Zitiere sämtliche nachstehenden Einträge wörtlich, vollständig und Zeile für Zeile.

**Vorliegendes Material**.
"""

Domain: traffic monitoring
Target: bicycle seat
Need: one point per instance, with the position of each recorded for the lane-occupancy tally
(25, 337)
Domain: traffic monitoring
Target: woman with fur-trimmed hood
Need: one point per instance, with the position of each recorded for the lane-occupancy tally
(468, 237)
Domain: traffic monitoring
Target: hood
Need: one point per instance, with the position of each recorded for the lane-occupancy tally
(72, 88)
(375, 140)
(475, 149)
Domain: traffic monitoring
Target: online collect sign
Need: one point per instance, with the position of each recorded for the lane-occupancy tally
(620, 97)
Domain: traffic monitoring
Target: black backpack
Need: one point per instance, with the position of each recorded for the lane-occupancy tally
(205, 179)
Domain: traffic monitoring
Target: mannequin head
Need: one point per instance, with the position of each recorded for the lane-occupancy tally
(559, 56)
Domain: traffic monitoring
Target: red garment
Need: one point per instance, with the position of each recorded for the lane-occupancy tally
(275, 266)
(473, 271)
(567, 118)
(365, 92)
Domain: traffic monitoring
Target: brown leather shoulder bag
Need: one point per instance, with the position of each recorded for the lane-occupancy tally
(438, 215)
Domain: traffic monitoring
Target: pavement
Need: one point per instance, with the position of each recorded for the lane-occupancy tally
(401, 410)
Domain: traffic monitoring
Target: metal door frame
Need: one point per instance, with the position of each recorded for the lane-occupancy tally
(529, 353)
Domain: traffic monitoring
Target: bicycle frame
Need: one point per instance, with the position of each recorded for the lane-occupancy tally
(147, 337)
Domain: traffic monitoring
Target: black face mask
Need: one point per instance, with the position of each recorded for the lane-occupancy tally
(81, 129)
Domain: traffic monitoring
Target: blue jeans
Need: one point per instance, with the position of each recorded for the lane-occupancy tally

"""

**Ergebnis**.
Domain: traffic monitoring
Target: bicycle seat
Need: one point per instance, with the position of each recorded for the lane-occupancy tally
(25, 337)
Domain: traffic monitoring
Target: woman with fur-trimmed hood
Need: one point per instance, with the position of each recorded for the lane-occupancy tally
(468, 237)
Domain: traffic monitoring
Target: hood
Need: one point per instance, with the position of each recorded for the lane-occupancy tally
(72, 88)
(375, 140)
(475, 149)
Domain: traffic monitoring
Target: online collect sign
Need: one point per instance, with the position of each recorded for the lane-occupancy tally
(620, 97)
Domain: traffic monitoring
Target: black backpack
Need: one point per instance, with the position of each recorded for the lane-occupancy tally
(205, 179)
Domain: traffic monitoring
Target: mannequin head
Need: one point per instance, with the position of each recorded for the lane-occupancy tally
(559, 56)
Domain: traffic monitoring
Target: red garment
Need: one point per instance, with the position of each recorded for the lane-occupancy tally
(275, 266)
(473, 271)
(567, 118)
(365, 92)
Domain: traffic monitoring
Target: brown leather shoulder bag
Need: one point per instance, with the position of each recorded for the lane-occupancy tally
(438, 215)
Domain: traffic monitoring
Target: pavement
Need: one point per instance, with the position of each recorded for the lane-occupancy tally
(401, 410)
Domain: traffic monitoring
Target: metal door frame
Need: one point per instance, with the position of each recorded for the lane-occupancy tally
(529, 353)
Domain: traffic monitoring
Target: bicycle frame
Need: one point per instance, with the position of each recorded for the lane-occupancy tally
(147, 337)
Domain: traffic monitoring
Target: black face mask
Need: one point per instance, with the position of each recorded for the lane-occupancy tally
(81, 129)
Domain: traffic monitoring
Target: blue jeans
Need: one point per instance, with the position of each recorded for the lane-occupancy tally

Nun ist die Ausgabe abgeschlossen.